■ Stored data entries ■
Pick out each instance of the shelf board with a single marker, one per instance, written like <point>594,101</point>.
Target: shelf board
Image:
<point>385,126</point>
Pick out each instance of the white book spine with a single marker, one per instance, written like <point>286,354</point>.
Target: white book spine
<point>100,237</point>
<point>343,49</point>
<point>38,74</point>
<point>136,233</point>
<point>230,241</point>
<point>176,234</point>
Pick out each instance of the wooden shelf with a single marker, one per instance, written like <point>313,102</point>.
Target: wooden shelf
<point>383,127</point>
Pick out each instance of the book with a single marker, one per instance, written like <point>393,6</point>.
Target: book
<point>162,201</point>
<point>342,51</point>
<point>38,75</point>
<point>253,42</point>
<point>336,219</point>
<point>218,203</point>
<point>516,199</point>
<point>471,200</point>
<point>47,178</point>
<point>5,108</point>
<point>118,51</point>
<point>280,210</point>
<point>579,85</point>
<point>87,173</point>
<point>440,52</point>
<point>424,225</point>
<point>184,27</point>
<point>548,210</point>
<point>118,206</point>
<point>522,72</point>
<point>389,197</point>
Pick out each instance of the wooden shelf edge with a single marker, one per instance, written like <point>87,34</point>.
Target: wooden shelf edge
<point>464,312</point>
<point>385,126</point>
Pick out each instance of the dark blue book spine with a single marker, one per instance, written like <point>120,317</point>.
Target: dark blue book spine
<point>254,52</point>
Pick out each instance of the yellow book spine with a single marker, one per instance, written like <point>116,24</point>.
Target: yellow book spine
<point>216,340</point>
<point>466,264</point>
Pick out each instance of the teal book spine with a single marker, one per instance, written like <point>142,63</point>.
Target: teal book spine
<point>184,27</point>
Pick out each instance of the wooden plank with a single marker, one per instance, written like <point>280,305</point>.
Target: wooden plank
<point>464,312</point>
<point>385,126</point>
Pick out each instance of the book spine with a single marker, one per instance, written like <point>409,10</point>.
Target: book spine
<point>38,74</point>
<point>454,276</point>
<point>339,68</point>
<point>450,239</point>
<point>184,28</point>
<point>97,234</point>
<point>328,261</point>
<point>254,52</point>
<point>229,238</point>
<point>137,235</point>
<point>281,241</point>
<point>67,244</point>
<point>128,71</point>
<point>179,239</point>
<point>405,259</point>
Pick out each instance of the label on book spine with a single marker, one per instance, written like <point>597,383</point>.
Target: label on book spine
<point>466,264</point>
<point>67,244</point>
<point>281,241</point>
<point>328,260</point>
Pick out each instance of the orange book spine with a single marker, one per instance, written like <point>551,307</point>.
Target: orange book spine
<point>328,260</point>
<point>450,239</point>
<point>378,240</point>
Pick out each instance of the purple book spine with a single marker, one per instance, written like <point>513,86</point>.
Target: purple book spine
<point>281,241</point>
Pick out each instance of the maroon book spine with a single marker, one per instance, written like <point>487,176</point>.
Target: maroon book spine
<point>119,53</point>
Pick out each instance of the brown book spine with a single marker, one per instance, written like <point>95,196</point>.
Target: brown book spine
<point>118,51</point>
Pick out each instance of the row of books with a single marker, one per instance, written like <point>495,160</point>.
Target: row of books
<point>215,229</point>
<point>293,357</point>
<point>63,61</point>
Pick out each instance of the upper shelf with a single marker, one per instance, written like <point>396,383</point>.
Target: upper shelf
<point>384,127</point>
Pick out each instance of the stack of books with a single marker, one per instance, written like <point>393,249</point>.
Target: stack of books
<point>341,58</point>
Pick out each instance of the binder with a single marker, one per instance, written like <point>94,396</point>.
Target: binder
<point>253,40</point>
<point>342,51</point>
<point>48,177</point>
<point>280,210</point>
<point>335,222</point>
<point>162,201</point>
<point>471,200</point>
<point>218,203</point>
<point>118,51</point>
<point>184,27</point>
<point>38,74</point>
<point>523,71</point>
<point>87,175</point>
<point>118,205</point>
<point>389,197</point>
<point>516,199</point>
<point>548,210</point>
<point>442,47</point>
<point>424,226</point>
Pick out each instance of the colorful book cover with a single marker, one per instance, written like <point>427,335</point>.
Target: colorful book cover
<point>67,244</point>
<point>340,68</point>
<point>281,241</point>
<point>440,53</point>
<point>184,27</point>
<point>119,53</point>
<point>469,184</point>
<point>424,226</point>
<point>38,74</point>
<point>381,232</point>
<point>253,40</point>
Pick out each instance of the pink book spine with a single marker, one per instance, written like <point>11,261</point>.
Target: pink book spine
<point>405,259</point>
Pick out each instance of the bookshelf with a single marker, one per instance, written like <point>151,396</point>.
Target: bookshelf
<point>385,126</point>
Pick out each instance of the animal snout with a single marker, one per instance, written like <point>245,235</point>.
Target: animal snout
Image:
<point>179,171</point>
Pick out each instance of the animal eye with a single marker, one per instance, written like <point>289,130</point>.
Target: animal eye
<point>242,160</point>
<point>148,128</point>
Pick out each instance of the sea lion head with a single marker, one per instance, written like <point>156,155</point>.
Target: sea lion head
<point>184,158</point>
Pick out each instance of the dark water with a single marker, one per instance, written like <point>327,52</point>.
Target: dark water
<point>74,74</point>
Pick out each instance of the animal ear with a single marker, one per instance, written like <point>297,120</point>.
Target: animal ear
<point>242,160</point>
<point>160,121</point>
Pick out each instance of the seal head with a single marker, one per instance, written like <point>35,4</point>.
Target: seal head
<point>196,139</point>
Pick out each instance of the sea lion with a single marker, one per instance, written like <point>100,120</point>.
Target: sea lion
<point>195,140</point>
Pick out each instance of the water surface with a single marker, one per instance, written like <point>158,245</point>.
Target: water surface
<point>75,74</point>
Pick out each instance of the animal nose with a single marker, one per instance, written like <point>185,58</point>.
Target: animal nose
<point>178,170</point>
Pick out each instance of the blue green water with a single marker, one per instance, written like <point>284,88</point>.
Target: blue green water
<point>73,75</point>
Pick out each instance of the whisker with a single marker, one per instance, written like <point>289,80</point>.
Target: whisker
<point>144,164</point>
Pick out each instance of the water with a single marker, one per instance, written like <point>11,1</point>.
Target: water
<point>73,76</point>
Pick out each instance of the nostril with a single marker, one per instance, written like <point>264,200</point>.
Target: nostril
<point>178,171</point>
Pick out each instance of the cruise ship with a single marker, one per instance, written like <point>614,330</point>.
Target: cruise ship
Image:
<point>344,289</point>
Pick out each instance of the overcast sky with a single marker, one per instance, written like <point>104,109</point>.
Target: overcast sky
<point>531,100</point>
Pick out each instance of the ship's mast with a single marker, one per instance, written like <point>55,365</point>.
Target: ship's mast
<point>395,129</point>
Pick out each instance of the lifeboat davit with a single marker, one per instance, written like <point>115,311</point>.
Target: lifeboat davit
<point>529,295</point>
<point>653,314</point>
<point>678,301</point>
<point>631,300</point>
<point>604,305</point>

■ Your instructions ■
Go through the records above and copy every line with the word "cruise".

■ Expected answer ■
Pick out each instance of the cruise ship with a single marker, one per instance, written like <point>614,330</point>.
Target: cruise ship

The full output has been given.